--- SELECTED EXCERPT ---

Although the panel recommended that a new private
company standards board be established, it did not recommend
moving towards establishing completely separate GAAP for
private companies, opting instead to recommend that exceptions
and modifications be made to U.S. GAAP for private companies
under the guidance of this separate board.
Also a factor in the panel’s recommendations was recognition
of the proposed coming convergence between international
and U.S. accounting standards (IFRS vs. GAAP). The panel felt
that the FASB will be unduly distracted by its competing
standard-setting pressures related to public companies and
the push to adopt International Financial Reporting Standards
as promulgated by the IASB, the FASB’s international counter-
part, and will not prioritize private company needs.
Ultimately, the FAF rejected the panel’s recommendation
concerning establishing a separate private company board,
despite growing support for such a move, as evidenced by
official statements by the AICPA
4
and many state CPA societies
that endorsed the panel’s key recommendations. The FAF has
opted, instead, to form a Private Company Standards
Improvement Council, to the disappointment of many in the
profession. In fact, the AICPA went so far in its subsequent
press release protesting the FAF’s lack of action to threaten that
if the FAF does not move to adopt the panel’s recommendations
for a separate board, the AICPA “will consider other options,”
which “could include creating a separate standard setting body”
to do the same.
Déjà vu all over again? Sorry Yogi, but we may be coming full
circle on this one, circa 1973, when the FASB first began issuing
pronouncements, placing the AICPA in a subordinate role ever
since. Can the AICPA now reverse those positions as they relate
to future private company GAAP? Time will tell, but this train
may have left the station. “All aboard, anyone?”

--- TASK DATA ---

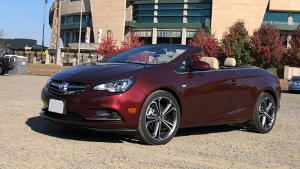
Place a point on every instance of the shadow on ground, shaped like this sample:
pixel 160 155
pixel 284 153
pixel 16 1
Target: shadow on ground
pixel 42 126
pixel 293 92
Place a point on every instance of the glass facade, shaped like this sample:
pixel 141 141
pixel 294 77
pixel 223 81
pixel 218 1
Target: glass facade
pixel 170 19
pixel 170 6
pixel 276 17
pixel 198 13
pixel 172 13
pixel 143 13
pixel 75 19
pixel 197 19
pixel 296 18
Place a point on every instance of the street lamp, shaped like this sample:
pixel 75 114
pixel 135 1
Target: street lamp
pixel 46 1
pixel 79 43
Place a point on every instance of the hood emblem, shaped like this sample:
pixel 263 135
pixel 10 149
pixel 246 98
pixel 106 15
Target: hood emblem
pixel 63 87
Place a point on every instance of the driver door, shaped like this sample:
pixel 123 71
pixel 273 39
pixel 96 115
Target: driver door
pixel 210 96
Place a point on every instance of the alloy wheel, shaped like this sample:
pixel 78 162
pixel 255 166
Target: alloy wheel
pixel 267 113
pixel 161 118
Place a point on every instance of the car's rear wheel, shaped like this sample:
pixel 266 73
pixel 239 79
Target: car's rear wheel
pixel 159 120
pixel 2 71
pixel 264 114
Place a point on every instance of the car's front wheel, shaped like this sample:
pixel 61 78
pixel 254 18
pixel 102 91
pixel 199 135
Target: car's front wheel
pixel 2 71
pixel 159 119
pixel 264 114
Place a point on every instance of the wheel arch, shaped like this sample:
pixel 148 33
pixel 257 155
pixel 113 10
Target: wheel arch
pixel 172 92
pixel 272 93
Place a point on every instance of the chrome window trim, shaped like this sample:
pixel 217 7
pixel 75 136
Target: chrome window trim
pixel 195 72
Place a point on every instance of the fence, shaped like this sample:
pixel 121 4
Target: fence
pixel 67 60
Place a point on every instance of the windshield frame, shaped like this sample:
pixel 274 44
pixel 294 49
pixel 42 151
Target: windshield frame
pixel 183 47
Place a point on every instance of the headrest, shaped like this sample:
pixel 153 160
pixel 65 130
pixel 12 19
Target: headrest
pixel 203 59
pixel 213 62
pixel 230 62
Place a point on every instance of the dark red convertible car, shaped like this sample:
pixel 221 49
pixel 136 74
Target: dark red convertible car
pixel 151 91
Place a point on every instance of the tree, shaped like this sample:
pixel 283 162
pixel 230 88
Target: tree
pixel 267 46
pixel 131 41
pixel 205 40
pixel 107 47
pixel 292 57
pixel 234 44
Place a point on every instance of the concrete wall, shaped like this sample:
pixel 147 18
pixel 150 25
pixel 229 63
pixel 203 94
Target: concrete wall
pixel 109 15
pixel 226 12
pixel 285 5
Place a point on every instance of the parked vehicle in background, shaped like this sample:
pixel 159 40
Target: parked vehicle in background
pixel 6 63
pixel 294 84
pixel 151 91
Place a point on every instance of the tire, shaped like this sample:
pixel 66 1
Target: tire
pixel 264 115
pixel 2 71
pixel 159 120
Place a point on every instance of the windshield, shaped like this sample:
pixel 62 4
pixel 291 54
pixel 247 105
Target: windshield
pixel 149 55
pixel 296 78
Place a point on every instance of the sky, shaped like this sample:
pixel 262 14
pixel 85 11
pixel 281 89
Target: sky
pixel 24 19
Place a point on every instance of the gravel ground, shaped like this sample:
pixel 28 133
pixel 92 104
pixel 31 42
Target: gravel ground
pixel 28 141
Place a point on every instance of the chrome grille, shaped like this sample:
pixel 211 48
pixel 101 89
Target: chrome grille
pixel 67 88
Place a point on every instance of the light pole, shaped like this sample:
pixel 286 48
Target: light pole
pixel 79 43
pixel 46 1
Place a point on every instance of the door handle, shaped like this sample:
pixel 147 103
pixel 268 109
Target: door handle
pixel 234 82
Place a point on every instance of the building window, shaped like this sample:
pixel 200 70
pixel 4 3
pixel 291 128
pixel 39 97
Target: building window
pixel 171 13
pixel 170 19
pixel 143 7
pixel 199 6
pixel 197 19
pixel 198 12
pixel 296 18
pixel 144 19
pixel 69 20
pixel 76 18
pixel 276 17
pixel 170 6
pixel 143 13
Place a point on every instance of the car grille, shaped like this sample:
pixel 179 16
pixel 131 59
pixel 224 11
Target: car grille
pixel 69 115
pixel 67 88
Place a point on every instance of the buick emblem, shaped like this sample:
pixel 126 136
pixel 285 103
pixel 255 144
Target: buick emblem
pixel 63 87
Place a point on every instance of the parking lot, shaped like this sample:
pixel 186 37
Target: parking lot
pixel 28 141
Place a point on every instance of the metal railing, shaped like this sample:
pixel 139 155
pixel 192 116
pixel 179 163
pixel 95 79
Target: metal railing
pixel 280 23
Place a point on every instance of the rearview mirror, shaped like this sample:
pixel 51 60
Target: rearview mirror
pixel 200 66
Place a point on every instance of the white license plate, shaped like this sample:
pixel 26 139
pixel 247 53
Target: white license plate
pixel 56 106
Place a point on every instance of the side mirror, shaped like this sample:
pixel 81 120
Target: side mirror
pixel 200 66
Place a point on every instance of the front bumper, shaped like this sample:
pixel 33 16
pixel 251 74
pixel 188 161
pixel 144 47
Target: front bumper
pixel 294 88
pixel 86 128
pixel 81 110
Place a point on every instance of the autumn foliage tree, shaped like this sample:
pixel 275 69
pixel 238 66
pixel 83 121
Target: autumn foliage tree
pixel 267 46
pixel 205 40
pixel 107 47
pixel 234 44
pixel 292 57
pixel 131 41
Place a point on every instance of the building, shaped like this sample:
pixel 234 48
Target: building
pixel 164 21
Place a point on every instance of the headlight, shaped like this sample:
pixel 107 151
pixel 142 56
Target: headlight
pixel 48 81
pixel 116 86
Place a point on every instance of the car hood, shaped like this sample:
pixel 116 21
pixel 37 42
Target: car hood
pixel 109 70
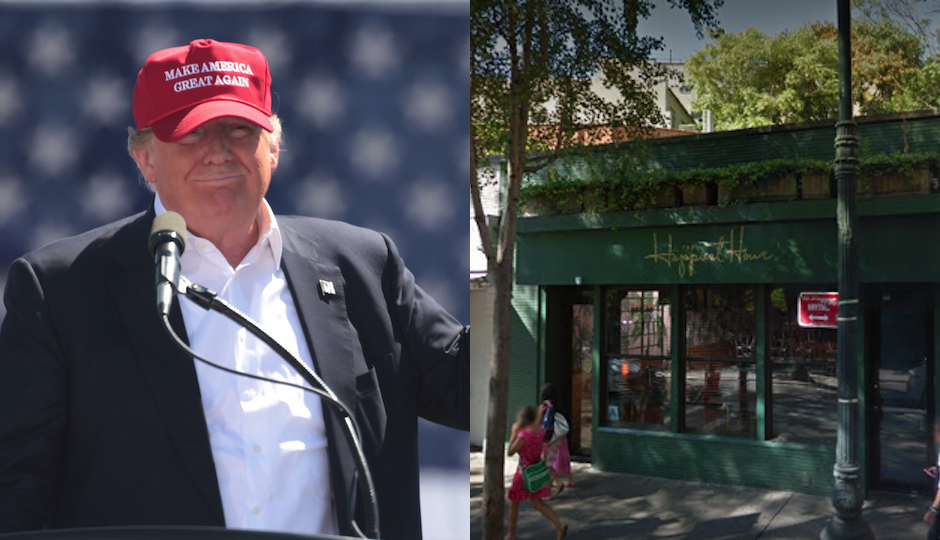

---

DIRECTIVES:
a: Write out the passage on private company accounting standards from "Although the panel" up to and including "this separate board.".
b: How many lines of the entries contain the string "buick"? Reply with the number alone.

SOLUTION LIST:
a:
Although the panel recommended that a new private
company standards board be established, it did not recommend
moving towards establishing completely separate GAAP for
private companies, opting instead to recommend that exceptions
and modifications be made to U.S. GAAP for private companies
under the guidance of this separate board.

b: 2